→ **O que fazer**:
Dê continuidade ao trecho sobre a história da Igreja Presbiteriana do Brasil, começando logo após a última frase apresentada.

→ **Trecho selecionado**:
Reflexões sobre a História da Igreja Presbiteriana do Brasil
Alderi Souza de Matos
Historicamente, duas datas têm sido propostas como mais adequadas para o aniversário da nossa denominação. Uma delas é a data oficial, 12 de agosto, que lembra o dia do distante ano de 1859 em que chegou ao Brasil o nosso missionário fundador, o Rev. Ashbel Green Simonton (1833-1867). Essa data sem dúvida é extremamente significativa, pois devemos ao idealismo e abnegação de Simonton o surgimento do presbiterianismo organizado em nosso país. A outra data, defendida por vários estudiosos como mais apropriada para o aniversário da IPB, é 12 de janeiro de 1862, o dia em que foi formalmente estabelecida a primeira comunidade presbiteriana em solo brasileiro, a Igreja Presbiteriana do Rio de Janeiro. Parece que o próprio Simonton seria simpático a essa data, pois ele, após relatar em seu Diário as primeiras profissões de fé e a primeira celebração da Ceia do Senhor, ocorridas naquele dia, acrescentou: "Organizamo-nos assim em igreja de Jesus Cristo no Brasil."
Obviamente, esta é uma questão secundária. O que realmente devemos considerar é a trajetória da igreja nesse período, com suas realizações, problemas e perspectivas para o futuro. A história da IPB tem páginas gloriosas que falam de grandes conquistas para o reino de Deus. É o caso, por exemplo, do crescimento extraordinário das primeiras décadas. No final do primeiro decênio (1859-1869) havia apenas um presbitério, seis igrejas e uns poucos missionários. Quando da criação do Sínodo, em 1888, existiam quatro presbitérios, 60 igrejas e 32 obreiros. Em 1910, ao organizar-se a Assembléia Geral, a igreja já contava com dois sínodos, sete presbitérios, 150 igrejas locais e 10 mil membros comungantes, constituindo a maior denominação evangélica brasileira.

→ **Linhas listadas**:

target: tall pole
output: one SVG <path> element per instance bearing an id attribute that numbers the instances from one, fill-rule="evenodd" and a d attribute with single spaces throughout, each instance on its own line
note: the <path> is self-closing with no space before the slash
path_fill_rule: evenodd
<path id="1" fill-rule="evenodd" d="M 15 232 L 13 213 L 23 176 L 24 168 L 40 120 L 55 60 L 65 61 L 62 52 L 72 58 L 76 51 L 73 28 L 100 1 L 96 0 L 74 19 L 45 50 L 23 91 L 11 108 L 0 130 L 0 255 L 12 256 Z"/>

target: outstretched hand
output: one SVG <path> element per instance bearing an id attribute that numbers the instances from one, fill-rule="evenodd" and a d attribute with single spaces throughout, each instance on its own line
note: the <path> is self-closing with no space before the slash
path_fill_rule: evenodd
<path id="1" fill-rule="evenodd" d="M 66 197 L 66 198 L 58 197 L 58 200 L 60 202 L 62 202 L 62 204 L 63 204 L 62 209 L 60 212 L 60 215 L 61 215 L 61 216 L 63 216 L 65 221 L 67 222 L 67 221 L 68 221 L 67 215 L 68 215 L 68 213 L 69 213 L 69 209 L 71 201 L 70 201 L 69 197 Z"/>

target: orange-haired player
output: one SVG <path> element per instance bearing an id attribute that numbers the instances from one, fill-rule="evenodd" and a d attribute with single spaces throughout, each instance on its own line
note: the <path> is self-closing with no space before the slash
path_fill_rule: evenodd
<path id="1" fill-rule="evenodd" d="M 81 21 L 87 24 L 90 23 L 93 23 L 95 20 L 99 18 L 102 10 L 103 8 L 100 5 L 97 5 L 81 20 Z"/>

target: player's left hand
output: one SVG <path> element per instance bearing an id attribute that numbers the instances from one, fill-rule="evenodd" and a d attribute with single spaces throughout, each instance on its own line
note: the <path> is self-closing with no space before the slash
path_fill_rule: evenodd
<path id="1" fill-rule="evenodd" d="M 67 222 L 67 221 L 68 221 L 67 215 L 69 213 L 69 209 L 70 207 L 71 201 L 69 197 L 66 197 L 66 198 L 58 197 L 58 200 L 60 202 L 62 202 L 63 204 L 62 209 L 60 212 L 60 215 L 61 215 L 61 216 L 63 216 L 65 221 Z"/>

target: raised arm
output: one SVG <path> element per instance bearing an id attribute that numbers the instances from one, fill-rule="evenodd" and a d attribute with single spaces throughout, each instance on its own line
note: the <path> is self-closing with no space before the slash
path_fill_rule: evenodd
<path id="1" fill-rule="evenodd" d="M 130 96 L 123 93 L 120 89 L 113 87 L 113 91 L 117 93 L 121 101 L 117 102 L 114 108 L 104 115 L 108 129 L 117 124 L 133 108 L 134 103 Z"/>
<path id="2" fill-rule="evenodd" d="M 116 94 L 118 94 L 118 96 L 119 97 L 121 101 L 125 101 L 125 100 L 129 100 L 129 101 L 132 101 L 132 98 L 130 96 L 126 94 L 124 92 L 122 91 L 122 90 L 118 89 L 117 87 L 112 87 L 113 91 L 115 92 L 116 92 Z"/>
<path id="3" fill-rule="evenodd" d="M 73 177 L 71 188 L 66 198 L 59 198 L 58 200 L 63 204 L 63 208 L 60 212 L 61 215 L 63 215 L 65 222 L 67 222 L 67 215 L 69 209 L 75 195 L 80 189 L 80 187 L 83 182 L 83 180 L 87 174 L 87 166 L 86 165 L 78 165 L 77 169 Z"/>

→ **Resposta do exercício**:
Nas décadas seguintes, a IPB continuou a crescer, ainda que em ritmo menos dramático, mas foi ultrapassada em termos numéricos por outras denominações, notadamente os batistas e diversos grupos pentecostais. Em 1959, ao comemorar-se o centenário da chegada de Simonton, a igreja contava com 102 mil membros comungantes, 526 igrejas locais, quase mil congregações e 414 pastores. Recentemente, em 1998, a Secretaria Geral de Estatística informava os seguintes números: 53 sínodos, 204 presbitérios, 2140 pastores na ativa, 1874 igrejas, 1943 congregações, 288 mil membros comungantes e 120 mil membros não comungantes. Tais números certamente impressionam – e devemos ser gratos a Deus por esses progressos –, mas o fato é que a igreja está muito aquém do seu potencial de expansão.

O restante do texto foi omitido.